Stored items:
<<<<

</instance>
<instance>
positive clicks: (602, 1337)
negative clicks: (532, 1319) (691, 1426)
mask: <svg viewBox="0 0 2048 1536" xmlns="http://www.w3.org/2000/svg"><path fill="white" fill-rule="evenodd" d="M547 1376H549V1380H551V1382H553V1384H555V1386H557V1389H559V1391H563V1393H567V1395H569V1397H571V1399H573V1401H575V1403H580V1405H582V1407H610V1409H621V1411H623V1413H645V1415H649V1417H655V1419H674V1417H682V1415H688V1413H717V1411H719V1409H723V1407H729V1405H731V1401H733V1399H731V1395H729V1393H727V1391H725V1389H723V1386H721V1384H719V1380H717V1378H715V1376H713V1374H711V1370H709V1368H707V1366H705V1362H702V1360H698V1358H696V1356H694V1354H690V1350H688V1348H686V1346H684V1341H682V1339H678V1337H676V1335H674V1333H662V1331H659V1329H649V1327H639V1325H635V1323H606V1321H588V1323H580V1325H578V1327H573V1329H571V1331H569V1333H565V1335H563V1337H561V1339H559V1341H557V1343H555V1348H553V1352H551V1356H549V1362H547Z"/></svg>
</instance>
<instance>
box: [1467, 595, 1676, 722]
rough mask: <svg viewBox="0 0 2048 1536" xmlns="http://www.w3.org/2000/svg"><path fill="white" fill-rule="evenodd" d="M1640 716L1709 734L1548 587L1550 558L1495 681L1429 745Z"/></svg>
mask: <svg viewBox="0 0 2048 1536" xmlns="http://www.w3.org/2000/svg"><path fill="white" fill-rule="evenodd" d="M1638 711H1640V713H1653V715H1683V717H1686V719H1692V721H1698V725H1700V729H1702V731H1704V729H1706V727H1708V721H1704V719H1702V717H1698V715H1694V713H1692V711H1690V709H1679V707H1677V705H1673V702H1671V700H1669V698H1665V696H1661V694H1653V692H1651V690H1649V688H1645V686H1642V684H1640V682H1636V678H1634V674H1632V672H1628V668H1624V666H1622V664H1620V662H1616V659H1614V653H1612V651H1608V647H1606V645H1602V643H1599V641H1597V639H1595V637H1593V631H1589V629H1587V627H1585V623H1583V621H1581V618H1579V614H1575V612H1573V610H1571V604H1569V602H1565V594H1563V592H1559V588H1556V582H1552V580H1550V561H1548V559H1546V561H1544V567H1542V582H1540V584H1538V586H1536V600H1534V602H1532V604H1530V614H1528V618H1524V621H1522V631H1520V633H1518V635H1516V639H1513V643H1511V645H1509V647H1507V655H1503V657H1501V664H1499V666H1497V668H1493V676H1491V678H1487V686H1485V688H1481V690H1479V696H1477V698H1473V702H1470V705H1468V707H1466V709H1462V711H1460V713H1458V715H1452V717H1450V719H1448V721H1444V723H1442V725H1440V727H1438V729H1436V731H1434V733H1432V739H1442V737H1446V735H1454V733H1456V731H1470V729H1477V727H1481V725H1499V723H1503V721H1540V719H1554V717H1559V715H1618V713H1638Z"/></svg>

>>>>

Exactly as written, please reproduce the lines from the first line of the data to the line containing "box: [1467, 595, 1676, 722]", inclusive, and nothing else.

</instance>
<instance>
positive clicks: (602, 1337)
negative clicks: (532, 1319) (691, 1426)
mask: <svg viewBox="0 0 2048 1536" xmlns="http://www.w3.org/2000/svg"><path fill="white" fill-rule="evenodd" d="M547 1376H549V1380H551V1382H553V1384H555V1386H557V1389H559V1391H563V1393H567V1395H569V1397H571V1399H573V1401H575V1403H580V1405H582V1407H610V1409H621V1411H623V1413H645V1415H649V1417H655V1419H674V1417H682V1415H688V1413H717V1411H719V1409H723V1407H729V1405H731V1401H733V1399H731V1395H729V1393H727V1391H725V1389H723V1386H721V1384H719V1380H717V1378H715V1376H713V1374H711V1370H709V1368H707V1366H705V1362H702V1360H698V1358H696V1356H694V1354H690V1350H688V1348H686V1346H684V1341H682V1339H678V1337H676V1335H674V1333H662V1331H659V1329H649V1327H639V1325H635V1323H606V1321H588V1323H580V1325H578V1327H573V1329H571V1331H569V1333H565V1335H563V1337H561V1339H559V1341H557V1343H555V1348H553V1352H551V1356H549V1362H547Z"/></svg>
</instance>
<instance>
box: [1467, 595, 1676, 722]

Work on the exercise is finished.